_CONSIGNE A_
Répondez aux questions suivantes d'après le texte à lire :
(i) En quelles années les permis de construire ont-ils été délivrés ?
(ii) Sur quelles dates s'est déroulée la vérification dont rend compte le rapport Apave du 23 octobre 2008 ?
(iii) Quelle puissance le fournisseur d'énergie a-t-il accordée à la ferme ?
_CONSIGNE B_
Poursuivez le texte consacré à la perte des alevins et à la responsabilité de la société Edf, en reprenant après sa dernière phrase.

_TEXTE À LIRE_

···

Sur la validité du permis de construire, nonobstant les réserves émises, il a été accordé en toute légalité, les dispositions relatives aux consultations obligatoires du syndicat intercommunal n’étant pas de droit positif lors de l’instruction du dossier et de la délivrance des permis de construire en 1991 et 1998.

S’agissant de la non-conformité des installations intérieures :

Il ressort du décret du 14 novembre 1988 que la norme NF C 15-100 est applicable aux établissements.

La cour relève que le dernier rapport de l’apave produit aux débats date de 2008, soit avant le sinistre de juillet 2009.

Ce rapport apave du 23 octobre 2008, est relatif à une vérification effectuée du 8 au 9 octobre 2008.

Dans ce rapport, qui reprend les préconisations du décret du 14 novembre 1988 relatif à la protection des travailleurs, il est indiqué des anomalies sur l’armoire du groupe électrogène avec des préconisations, une mauvaise pénétration des câbles dans l’armoire électrique à remédier.

Sur l’armoire électrique, il y a des anomalies comme la mise en place d’un répartiteur ou connecteur de terre, capoter les pièces nues, certains dispositifs de différentiels sont défectueux, instaurer un dispositif de coupure général.

Il est manifeste que l’installation comportait des anomalies et que suivant le contenu de l’attestation de conformité du 20 juillet 2010, il a été établi qu’il y a eu une reprise générale de l’installation suite au contrôle Apave.

Toutefois, le lien de causalité entre ces anomalies constatées en 2008, soit avant le sinistre et les causes de ce dernier n’est pas rapporté par la société Edf.

Si le juge apprécie les éléments d’une expertise et qu’il est le seul à dire le droit, il n’en demeure pas moins que l’expert a déterminé que la perte des alevins était la conséquence de la dégradation des paramètres physicochimiques de l’eau et leurs bassins à la suite d’arrêts répétés des machines chargées de les maintenir, arrêts dus aux chutes de tension sur la ligne Edf, chutes de tension conséquences d’une section insuffisante des câbles d’alimentation du réseau de distribution qui ne peuvent supporter la puissance de 36 kva accordée à la ferme par le fournisseur d’énergie.

···

_DONNÉES_
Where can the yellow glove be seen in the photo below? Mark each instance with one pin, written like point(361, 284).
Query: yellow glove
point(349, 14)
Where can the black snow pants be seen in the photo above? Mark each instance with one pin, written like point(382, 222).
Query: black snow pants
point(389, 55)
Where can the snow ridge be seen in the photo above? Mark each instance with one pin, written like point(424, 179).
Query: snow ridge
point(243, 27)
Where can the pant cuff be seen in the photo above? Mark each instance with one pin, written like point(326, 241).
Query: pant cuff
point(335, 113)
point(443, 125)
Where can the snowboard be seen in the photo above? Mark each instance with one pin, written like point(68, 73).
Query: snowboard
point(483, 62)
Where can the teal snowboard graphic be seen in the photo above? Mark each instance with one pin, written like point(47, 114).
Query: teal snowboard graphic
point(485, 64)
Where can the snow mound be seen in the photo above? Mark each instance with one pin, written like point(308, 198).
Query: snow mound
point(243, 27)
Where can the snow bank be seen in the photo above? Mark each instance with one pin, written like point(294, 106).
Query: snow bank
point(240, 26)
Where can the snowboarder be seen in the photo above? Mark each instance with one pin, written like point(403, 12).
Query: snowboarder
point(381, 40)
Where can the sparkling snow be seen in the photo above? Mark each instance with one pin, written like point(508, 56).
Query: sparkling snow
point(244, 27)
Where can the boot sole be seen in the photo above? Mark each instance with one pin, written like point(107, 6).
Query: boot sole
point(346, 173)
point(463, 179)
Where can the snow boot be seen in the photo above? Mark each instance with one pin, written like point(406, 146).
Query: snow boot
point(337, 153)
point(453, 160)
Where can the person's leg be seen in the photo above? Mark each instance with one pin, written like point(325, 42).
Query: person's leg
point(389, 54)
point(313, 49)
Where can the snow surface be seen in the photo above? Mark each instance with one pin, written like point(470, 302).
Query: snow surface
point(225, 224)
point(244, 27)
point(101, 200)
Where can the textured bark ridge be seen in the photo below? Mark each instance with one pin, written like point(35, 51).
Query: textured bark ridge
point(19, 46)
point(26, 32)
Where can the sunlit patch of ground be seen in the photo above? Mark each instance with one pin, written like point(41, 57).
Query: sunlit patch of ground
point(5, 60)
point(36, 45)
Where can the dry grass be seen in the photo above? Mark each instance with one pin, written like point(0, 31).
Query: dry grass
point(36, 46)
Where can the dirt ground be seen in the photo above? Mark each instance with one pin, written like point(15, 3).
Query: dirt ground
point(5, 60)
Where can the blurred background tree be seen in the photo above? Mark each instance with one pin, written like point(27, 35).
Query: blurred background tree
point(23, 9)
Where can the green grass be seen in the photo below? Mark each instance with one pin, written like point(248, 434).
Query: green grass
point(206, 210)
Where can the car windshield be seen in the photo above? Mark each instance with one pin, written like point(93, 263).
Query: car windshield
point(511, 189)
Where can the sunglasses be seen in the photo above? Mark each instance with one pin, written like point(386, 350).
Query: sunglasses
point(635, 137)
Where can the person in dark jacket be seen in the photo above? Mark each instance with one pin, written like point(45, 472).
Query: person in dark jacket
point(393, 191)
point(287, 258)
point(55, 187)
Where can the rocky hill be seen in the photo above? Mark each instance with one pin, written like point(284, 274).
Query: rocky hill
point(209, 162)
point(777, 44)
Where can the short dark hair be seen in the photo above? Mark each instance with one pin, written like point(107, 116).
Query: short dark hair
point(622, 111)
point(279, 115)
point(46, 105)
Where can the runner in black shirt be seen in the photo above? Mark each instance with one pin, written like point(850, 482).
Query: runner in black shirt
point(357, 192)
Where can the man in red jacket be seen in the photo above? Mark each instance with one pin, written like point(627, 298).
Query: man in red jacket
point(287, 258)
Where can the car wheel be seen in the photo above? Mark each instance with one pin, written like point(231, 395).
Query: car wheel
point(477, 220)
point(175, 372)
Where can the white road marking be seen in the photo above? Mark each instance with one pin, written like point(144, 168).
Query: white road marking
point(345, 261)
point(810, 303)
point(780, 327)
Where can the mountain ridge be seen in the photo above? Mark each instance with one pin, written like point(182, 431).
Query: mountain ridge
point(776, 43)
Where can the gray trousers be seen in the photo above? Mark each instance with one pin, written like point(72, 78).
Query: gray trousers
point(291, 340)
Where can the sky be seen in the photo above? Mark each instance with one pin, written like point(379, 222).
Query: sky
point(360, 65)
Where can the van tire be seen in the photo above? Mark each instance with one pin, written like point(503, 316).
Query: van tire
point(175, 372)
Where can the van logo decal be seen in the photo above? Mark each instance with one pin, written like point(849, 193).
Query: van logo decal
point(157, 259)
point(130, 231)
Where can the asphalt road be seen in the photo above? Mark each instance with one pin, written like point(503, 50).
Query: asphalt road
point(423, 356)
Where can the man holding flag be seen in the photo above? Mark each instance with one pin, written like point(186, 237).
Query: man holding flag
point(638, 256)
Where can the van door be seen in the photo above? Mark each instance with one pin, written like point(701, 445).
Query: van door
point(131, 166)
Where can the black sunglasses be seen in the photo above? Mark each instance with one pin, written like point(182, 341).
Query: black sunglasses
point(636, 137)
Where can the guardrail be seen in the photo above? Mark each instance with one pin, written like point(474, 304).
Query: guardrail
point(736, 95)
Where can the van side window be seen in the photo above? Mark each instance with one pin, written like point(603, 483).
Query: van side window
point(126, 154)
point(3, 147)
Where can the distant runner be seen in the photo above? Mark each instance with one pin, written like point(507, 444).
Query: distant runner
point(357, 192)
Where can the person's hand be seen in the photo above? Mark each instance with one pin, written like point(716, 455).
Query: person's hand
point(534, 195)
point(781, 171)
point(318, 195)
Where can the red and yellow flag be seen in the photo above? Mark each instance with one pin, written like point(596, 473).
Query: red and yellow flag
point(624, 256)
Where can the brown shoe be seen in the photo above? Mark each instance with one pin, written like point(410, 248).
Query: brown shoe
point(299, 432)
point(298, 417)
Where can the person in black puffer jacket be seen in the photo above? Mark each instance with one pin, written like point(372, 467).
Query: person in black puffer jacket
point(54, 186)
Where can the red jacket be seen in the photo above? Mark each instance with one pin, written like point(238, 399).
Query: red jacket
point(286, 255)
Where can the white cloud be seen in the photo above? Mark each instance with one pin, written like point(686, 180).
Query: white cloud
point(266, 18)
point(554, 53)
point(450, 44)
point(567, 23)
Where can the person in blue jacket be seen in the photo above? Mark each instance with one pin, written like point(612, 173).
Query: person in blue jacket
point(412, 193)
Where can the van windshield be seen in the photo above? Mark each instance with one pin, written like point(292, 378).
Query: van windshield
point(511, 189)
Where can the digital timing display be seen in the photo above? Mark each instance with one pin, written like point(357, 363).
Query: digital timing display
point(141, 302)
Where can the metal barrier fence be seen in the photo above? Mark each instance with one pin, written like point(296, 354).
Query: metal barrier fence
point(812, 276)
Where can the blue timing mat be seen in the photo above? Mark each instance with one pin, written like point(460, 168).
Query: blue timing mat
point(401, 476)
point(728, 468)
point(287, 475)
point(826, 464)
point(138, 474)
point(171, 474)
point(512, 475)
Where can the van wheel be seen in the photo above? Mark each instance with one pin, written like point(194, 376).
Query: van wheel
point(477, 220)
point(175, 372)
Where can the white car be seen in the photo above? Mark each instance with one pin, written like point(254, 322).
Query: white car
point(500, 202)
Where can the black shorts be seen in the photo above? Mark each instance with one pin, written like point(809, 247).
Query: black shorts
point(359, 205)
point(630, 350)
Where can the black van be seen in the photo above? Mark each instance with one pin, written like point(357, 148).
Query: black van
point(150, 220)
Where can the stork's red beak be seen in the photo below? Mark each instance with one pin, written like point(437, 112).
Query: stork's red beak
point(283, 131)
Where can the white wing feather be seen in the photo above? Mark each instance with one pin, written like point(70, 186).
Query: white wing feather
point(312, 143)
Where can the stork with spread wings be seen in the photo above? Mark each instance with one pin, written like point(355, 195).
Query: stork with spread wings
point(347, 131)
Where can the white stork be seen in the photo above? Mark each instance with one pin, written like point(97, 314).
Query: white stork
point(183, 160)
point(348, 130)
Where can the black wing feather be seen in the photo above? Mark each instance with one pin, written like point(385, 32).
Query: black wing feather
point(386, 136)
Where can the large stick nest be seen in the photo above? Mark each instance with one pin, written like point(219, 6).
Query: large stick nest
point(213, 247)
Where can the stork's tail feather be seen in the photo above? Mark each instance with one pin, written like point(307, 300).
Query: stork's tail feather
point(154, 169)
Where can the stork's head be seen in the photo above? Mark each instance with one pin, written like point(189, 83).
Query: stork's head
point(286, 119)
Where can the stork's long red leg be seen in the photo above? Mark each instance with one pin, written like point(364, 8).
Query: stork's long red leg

···

_RÉPONSE A_
(i) En 1991 et en 1998.
(ii) Du 8 au 9 octobre 2008.
(iii) Une puissance de 36 kva.

_RÉPONSE B_
A aucun moment, l’expert ou les pièces produites aux débats ne viennent faire le lien entre ces anomalies et le sinistre.

Ainsi, nonobstant les anomalies constatées par le rapport de l’apave, la cause du sinistre est la fourniture d’une électricité non conforme, ce d’autant qu’une facture du 8 février 2009, donc antérieure au sinistre et postérieure au contrôle apave du 23 octobre 2008 indique : ‘suite au contrôle apave mise aux normes selon cahier des charges demandé par le contrôleur’.

Le moyen tiré de la non conformité des installations n’est donc pas opérant et aucun lien de causalité entre les quelques anomalies constatées et le sinistre n’a été démontré.

S’agissant du branchement des installations de la ferme marine :

Il a été rappelé que la ferme marine a bien sollicité une modification du réseau électrique au syndicat d’électrification avant son ouverture et a réitéré sa demande ultérieurement, de concert avec la société Edf, ce grief ne peut donc lui être reproché.

La société Edf, concessionnaire a bien eu malgré tout une relation contractuelle avec la ferme marine et lui a fourni de l’électricité.

A aucun moment, la société Edf, avant l’ouverture de la ferme marine n’a informé formellement cette dernière de l’impossibilité de lui fournir une électricité.

L’on ne peut reprocher à la ferme marine d’avoir commencé son activité alors que la société Edf lui a bien fourni de l’électricité.

Les relations contractuelles entre Edf et la ferme marine ont donc commencé dès l’établissement de la première facture.

La société Edf a eu conscience des difficultés car elle a sollicité des travaux de l’autorité concédante et a admis dans un courrier du 17 septembre 2017 adressé à la commune de [Localité 4] l’existence de difficultés sur le réseau.

Ainsi, dans ce courrier, elle a fait état de mesures effectuées du 1er août au 8 août 2017, qui ont confirmé que ‘le réseau basse tension existant ne nous permet pas d’assurer une qualité de la fourniture conforme à la réglementation en vigueur’.

Or, en vertu des conditions générales de vente de la société Edf, dans son article 5, elle s’engage à assurer une fourniture continue et de qualité, ce qui n’a pas été le cas en l’espèce et c’est ce qui a été à l’origine du sinistre de la ferme marine de spano.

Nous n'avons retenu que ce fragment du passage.